(Exercise passage):
__________
Herpes Zoster: Pain Now, Rash Later


Figure 1 – This erythematous papulovesicular rash, consistent with herpes zoster, developed on the medial aspect of the left thigh, leg, and foot of a 5-year-old boy the day after he presented with leg pain.

A 5-year-old boy was brought for evaluation of left leg pain. He had awoken with the pain 2 days earlier. He identified an area just above the medial malleolus as most painful. The pain worsened with movement (eg, walking) and was alleviated minimally with acetaminophen and ibuprofen. There was no history of trauma. By age 4, the child had received all appropriate immunizations except for the second dose of varicella vaccine; he had received the first dose at the age of 1 year.

The boy was crying and would not bear weight on the left leg. His weight was 16.8 kg (37.0 lb; 25th percentile); temperature, 36.5°C (97.6°F); blood pressure, 88/63 mm Hg; respiration rate, 24 breaths per minute; and heart rate, 114 beats per minute. He had a 5-mm lesion that looked like a scab on the medial aspect of the left leg. The hip and knee joints were slightly flexed. There was no swelling or erythema and no limitation of joint movement.

The clinical impression was that of leg pain of unknown etiology. Radiographs of the hip, knee, and ankle were normal. Complete blood cell count revealed a total white blood cell (WBC) count of 9600/μL, with 66.5% neutrophils and 26.8% lymphocytes. The platelet count was 529,000/μL, and erythrocyte sedimentation rate was 4 mm/h. An oral analgesic was prescribed, and follow-up was scheduled in 2 days.


Figure 2 – A similar rash was noted on the left side of the lower back at the level of L3 to L4. Polymerase chain reaction analysis of fluid from one of the vesicles was positive for herpes zoster.

At follow-up, it was noted that the pain had continued and that an erythematous papulovesicular rash had developed on the medial aspect of the left thigh, leg, and foot (Figure 1). There was a similar rash on the left side of the lower back at the level of L3 to L4 (Figure 2). Polymerase chain reaction (PCR) analysis of fluid from one of the vesicles was positive for herpes zoster.

Further questioning revealed that the child had had no previous illness suggestive of chickenpox and had no contact with anyone with chickenpox or shingles. He was treated with oral acyclovir (30 mg/kg/d) in addition to an oral analgesic. Within 3 days, he was pain-free. One week later, the lesions had scabbed over; serum immunoglobulin levels were within normal limits.
__________
(Actions to take):
A) Answer these questions from the herpes zoster case report:
(i) At what age did the boy receive his first dose of varicella vaccine?
(ii) What was his erythrocyte sedimentation rate?
(iii) How long after treatment with oral acyclovir and an analgesic was he pain-free?
B) Say whether each statement agrees with the herpes zoster case report. Give yes or no and quote the words that decide it.
(i) The boy's leg pain followed an injury.
(ii) Radiographs of the hip, knee, and ankle showed no abnormality.
(iii) The boy had been around someone with shingles.
C) In one to three sentences, explain what confirmed herpes zoster as the cause of the boy's rash, according to the herpes zoster case report.

(Collection entries):
__________
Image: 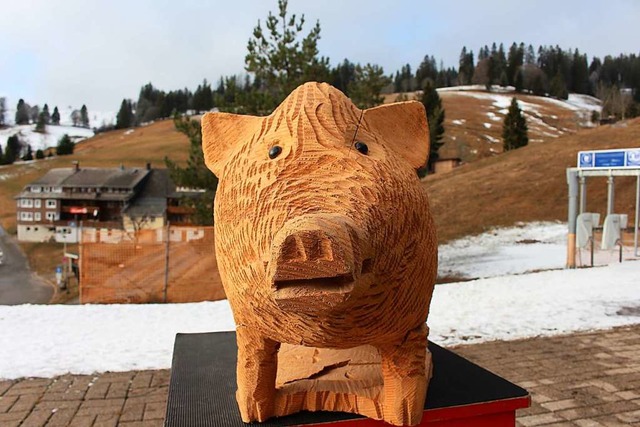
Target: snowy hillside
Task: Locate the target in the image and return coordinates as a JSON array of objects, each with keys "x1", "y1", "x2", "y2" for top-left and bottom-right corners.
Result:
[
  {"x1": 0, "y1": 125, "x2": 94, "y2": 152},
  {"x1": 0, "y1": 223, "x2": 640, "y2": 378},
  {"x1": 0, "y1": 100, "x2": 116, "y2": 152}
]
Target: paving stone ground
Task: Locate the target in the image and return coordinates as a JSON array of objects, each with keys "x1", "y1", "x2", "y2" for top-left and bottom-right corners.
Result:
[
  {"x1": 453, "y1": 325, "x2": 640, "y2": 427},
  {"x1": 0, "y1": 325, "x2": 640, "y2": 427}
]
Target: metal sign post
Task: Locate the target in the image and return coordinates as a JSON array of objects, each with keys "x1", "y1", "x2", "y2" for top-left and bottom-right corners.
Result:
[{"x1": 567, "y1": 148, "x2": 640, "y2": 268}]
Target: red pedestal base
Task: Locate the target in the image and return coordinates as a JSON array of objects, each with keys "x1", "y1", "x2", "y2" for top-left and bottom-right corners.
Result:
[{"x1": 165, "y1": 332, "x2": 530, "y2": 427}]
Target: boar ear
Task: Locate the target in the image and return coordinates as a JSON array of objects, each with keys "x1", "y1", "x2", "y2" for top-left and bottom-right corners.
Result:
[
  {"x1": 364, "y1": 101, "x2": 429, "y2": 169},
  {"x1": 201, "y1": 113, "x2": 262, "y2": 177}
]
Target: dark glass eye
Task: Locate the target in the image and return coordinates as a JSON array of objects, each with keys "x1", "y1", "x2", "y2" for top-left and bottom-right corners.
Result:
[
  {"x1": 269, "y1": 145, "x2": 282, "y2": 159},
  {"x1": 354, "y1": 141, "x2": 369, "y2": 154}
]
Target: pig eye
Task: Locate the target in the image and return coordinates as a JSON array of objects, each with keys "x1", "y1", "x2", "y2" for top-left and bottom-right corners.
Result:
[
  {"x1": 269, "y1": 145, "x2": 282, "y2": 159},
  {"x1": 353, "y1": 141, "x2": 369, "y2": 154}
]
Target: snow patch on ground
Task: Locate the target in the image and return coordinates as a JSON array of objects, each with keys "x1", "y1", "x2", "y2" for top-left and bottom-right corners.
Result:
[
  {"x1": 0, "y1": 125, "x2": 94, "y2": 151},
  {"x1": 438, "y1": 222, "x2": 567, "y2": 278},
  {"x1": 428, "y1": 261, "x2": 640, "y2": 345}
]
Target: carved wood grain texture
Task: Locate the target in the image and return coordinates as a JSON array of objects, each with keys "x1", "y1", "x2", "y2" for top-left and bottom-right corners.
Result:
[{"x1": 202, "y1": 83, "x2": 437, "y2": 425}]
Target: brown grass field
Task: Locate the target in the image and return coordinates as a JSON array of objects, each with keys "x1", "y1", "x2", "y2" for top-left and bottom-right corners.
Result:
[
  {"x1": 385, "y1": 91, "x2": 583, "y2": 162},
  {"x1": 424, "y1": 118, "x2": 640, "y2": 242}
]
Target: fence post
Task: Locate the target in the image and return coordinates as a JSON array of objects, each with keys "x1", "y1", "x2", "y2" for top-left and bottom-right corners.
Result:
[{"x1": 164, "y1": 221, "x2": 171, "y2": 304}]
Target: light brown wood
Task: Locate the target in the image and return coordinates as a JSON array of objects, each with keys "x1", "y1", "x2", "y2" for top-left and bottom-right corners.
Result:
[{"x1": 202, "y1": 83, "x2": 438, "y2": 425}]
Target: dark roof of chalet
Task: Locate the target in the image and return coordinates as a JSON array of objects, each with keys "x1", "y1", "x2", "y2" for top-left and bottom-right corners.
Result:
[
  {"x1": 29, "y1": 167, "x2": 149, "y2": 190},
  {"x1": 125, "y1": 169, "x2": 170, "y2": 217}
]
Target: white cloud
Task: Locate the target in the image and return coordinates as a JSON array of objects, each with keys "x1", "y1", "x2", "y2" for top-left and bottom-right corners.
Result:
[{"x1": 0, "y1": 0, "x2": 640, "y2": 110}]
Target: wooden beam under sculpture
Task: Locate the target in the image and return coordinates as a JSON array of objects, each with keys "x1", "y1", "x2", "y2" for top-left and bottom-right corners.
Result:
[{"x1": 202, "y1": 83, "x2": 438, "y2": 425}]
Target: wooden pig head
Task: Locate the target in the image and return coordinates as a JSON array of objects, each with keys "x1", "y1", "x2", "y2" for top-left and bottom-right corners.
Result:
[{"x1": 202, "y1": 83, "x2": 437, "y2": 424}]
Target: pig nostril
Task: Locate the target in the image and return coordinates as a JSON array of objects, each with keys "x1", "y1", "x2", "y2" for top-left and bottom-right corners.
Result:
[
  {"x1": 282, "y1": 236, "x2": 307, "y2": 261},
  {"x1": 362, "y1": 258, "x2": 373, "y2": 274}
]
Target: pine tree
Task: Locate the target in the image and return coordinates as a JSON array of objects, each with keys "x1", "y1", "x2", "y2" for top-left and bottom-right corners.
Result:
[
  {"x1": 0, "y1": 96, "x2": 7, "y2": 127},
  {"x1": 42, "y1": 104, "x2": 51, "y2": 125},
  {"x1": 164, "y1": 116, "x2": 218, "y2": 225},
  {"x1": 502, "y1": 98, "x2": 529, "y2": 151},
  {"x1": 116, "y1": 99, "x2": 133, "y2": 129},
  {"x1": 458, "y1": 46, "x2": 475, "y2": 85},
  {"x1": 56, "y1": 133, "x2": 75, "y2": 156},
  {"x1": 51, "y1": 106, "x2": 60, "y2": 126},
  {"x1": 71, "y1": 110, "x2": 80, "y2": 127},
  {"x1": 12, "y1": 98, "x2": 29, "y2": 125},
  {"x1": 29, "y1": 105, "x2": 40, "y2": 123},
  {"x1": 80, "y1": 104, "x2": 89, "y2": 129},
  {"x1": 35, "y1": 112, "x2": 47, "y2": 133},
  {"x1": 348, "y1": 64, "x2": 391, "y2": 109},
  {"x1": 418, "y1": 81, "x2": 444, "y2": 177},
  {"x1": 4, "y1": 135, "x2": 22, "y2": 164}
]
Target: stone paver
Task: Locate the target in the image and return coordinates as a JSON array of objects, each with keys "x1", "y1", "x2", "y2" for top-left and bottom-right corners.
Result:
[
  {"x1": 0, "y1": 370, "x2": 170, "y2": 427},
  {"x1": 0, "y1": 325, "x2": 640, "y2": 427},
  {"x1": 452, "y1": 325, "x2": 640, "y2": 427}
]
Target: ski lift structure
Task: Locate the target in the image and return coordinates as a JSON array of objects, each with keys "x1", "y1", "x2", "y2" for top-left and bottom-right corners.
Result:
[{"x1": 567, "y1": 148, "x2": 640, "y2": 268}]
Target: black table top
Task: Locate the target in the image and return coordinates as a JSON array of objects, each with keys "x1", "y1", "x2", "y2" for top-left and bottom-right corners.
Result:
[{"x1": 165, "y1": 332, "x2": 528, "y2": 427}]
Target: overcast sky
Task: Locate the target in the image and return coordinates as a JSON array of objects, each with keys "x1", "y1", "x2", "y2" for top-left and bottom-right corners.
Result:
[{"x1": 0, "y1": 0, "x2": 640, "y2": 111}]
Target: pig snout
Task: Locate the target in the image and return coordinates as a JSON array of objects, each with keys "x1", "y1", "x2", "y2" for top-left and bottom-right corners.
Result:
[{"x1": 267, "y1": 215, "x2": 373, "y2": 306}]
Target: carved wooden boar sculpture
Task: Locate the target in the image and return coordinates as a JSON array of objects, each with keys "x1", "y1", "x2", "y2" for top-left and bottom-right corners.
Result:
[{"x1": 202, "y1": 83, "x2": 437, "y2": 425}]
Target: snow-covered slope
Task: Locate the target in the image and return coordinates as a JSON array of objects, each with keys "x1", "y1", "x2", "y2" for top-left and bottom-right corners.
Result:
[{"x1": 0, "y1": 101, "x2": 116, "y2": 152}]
__________
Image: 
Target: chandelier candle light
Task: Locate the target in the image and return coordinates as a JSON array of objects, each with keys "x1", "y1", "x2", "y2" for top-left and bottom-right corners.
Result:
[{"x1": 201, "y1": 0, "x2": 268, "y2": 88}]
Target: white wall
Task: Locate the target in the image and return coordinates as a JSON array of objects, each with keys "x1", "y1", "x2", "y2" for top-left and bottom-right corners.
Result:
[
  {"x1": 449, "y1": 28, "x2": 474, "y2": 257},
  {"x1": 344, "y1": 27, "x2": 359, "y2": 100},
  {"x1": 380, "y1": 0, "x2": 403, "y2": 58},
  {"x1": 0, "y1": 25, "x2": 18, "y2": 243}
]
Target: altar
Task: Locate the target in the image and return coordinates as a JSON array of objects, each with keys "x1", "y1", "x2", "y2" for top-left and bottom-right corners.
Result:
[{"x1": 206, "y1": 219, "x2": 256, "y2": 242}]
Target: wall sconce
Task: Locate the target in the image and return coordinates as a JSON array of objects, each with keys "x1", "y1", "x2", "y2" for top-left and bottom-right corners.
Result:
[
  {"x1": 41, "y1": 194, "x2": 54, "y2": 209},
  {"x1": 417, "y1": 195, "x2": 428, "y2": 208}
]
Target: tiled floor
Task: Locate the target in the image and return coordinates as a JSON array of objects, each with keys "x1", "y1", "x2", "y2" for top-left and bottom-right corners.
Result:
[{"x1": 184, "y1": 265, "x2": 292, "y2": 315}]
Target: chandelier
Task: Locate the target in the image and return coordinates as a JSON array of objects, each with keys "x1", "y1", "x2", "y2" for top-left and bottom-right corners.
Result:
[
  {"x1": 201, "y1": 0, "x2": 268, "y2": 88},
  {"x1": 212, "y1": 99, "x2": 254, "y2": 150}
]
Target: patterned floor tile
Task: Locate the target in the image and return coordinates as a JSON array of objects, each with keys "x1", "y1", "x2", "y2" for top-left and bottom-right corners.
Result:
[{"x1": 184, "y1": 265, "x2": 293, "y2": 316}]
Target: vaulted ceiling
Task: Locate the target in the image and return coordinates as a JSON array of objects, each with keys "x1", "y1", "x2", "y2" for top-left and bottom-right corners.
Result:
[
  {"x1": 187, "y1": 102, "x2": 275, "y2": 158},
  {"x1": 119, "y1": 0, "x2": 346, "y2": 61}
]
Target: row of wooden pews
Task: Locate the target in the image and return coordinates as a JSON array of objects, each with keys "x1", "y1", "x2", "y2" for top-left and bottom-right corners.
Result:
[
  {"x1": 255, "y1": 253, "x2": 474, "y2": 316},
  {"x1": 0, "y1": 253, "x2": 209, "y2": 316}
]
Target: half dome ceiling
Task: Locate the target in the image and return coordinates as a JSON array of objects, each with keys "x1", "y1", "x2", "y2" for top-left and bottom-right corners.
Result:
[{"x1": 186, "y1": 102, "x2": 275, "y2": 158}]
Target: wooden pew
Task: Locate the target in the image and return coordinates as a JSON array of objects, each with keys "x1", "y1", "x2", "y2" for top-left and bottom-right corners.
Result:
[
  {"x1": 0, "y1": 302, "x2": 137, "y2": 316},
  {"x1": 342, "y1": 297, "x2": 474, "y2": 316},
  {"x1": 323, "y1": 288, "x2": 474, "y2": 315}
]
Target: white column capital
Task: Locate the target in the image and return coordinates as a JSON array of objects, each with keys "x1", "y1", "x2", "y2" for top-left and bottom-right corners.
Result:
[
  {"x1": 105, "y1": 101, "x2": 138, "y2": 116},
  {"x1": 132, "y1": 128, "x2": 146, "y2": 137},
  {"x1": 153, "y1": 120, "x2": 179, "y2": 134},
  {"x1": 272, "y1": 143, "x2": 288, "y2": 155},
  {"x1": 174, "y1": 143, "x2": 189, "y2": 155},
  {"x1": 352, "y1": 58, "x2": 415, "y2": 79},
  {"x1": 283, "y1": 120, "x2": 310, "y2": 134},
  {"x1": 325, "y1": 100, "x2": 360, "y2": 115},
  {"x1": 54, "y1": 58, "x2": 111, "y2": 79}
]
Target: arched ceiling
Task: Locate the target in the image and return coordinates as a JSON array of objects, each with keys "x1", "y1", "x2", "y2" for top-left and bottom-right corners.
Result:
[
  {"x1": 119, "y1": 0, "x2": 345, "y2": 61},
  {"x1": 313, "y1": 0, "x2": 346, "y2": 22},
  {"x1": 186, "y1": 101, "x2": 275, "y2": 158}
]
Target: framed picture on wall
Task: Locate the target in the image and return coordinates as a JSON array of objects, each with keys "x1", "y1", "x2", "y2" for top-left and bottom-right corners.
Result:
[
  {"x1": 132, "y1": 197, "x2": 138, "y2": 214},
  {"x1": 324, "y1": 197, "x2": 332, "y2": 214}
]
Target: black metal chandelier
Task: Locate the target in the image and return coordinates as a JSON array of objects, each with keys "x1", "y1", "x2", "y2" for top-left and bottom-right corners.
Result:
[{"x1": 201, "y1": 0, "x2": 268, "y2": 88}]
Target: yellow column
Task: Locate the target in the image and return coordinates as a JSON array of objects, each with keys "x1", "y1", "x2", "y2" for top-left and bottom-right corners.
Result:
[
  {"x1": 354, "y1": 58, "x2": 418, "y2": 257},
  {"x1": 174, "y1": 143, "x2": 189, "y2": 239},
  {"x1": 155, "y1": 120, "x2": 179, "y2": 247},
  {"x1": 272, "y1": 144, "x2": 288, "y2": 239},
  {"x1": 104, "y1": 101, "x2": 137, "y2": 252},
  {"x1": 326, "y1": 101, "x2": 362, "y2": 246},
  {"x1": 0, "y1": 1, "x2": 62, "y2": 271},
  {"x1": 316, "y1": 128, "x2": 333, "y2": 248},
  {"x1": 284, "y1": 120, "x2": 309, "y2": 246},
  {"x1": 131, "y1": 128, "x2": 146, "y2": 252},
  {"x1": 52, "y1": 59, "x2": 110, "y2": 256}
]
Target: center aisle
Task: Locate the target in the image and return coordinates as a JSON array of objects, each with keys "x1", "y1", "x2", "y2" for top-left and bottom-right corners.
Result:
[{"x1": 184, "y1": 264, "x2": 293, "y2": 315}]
__________
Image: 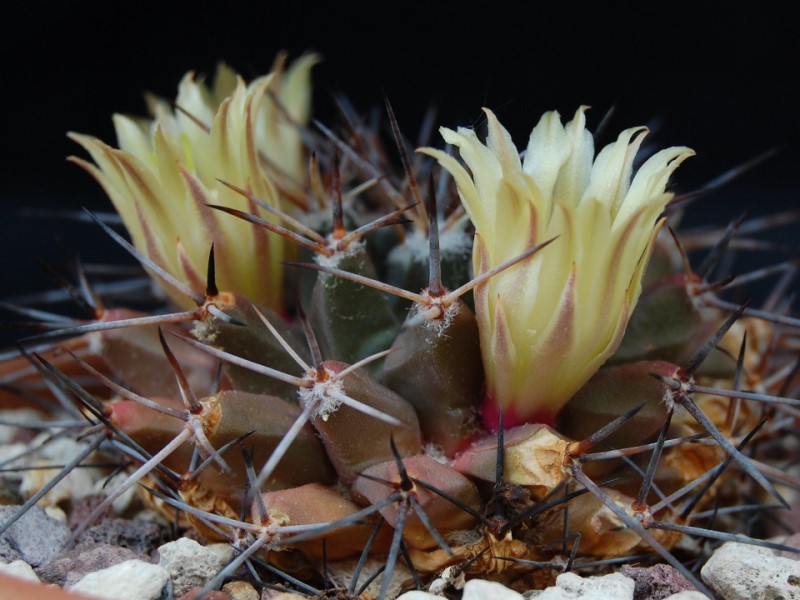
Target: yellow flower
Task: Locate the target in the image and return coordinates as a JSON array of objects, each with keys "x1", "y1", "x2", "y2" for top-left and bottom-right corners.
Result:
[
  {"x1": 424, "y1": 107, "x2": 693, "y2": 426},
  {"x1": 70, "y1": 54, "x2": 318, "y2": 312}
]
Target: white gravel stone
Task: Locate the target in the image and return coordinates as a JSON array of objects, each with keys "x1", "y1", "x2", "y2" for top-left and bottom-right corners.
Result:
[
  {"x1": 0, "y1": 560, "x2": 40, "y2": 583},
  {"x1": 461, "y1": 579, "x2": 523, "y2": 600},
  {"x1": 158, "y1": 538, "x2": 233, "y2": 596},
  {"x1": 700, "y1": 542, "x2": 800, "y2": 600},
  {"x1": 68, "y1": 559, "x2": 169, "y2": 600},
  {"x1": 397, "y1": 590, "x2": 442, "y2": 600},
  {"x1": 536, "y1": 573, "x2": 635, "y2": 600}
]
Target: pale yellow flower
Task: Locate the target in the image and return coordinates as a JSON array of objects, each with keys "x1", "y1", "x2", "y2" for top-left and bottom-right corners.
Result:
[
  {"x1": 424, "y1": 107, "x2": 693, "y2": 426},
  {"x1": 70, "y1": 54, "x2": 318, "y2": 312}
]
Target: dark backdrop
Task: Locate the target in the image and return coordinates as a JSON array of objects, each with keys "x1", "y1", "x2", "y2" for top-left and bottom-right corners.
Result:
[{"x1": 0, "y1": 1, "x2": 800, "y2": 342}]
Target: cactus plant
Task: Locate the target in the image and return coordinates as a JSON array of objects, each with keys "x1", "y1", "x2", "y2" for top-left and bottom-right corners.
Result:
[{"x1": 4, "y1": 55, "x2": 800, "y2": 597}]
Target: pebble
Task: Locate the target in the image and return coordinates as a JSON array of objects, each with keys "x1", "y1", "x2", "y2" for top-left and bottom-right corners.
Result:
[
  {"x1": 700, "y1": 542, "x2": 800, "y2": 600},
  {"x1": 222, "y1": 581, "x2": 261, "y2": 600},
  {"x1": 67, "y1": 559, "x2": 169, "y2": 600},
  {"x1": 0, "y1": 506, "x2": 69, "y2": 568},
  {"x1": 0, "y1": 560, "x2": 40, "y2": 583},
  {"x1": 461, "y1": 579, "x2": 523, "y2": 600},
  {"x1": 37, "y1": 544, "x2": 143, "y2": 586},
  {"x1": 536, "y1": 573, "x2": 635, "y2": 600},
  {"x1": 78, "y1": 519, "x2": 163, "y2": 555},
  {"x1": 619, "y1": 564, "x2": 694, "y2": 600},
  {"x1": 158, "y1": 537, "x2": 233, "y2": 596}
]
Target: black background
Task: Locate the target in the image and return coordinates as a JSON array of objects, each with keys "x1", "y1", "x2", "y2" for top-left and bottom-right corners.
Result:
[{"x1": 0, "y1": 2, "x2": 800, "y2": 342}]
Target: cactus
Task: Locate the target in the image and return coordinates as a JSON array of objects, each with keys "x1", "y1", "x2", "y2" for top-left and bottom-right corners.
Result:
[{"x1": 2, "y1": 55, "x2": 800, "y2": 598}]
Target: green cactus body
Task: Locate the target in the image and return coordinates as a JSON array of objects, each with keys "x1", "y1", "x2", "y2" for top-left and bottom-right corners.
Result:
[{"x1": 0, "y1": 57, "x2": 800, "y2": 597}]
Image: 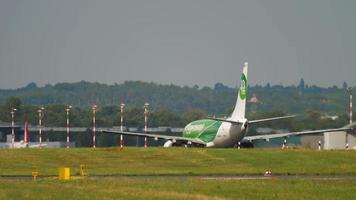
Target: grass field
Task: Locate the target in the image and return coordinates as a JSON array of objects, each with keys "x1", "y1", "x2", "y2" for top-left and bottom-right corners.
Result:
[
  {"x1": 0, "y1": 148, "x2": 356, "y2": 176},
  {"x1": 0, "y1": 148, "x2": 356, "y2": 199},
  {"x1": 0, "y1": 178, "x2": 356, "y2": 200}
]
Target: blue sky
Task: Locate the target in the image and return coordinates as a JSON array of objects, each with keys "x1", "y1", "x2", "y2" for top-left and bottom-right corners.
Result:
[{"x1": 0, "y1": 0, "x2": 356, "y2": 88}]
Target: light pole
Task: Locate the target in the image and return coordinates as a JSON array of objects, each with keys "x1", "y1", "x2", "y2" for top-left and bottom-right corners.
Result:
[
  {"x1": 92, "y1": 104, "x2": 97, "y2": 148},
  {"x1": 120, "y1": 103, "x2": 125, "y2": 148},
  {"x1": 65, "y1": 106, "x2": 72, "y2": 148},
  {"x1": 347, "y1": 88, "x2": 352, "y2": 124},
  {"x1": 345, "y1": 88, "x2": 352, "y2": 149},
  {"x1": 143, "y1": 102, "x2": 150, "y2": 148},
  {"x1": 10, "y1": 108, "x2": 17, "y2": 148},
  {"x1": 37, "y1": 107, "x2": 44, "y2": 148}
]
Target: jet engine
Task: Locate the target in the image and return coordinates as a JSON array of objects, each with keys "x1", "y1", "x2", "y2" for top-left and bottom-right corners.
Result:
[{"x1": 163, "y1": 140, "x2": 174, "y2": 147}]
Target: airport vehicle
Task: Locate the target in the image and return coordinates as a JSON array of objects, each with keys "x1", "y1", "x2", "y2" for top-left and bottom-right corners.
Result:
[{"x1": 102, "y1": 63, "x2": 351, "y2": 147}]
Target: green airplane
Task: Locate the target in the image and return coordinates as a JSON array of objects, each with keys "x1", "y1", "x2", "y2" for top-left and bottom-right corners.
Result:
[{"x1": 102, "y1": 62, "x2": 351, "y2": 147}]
__________
(Solved tasks):
A)
(i) At the age of 1 year.
(ii) 4 mm/h.
(iii) Within 3 days.

B)
(i) No: "There was no history of trauma."
(ii) Yes: "Radiographs of the hip, knee, and ankle were normal."
(iii) No: "had no contact with anyone with chickenpox or shingles."

C) Fluid was taken from one of the vesicles and tested with polymerase chain reaction analysis. The result was positive for herpes zoster.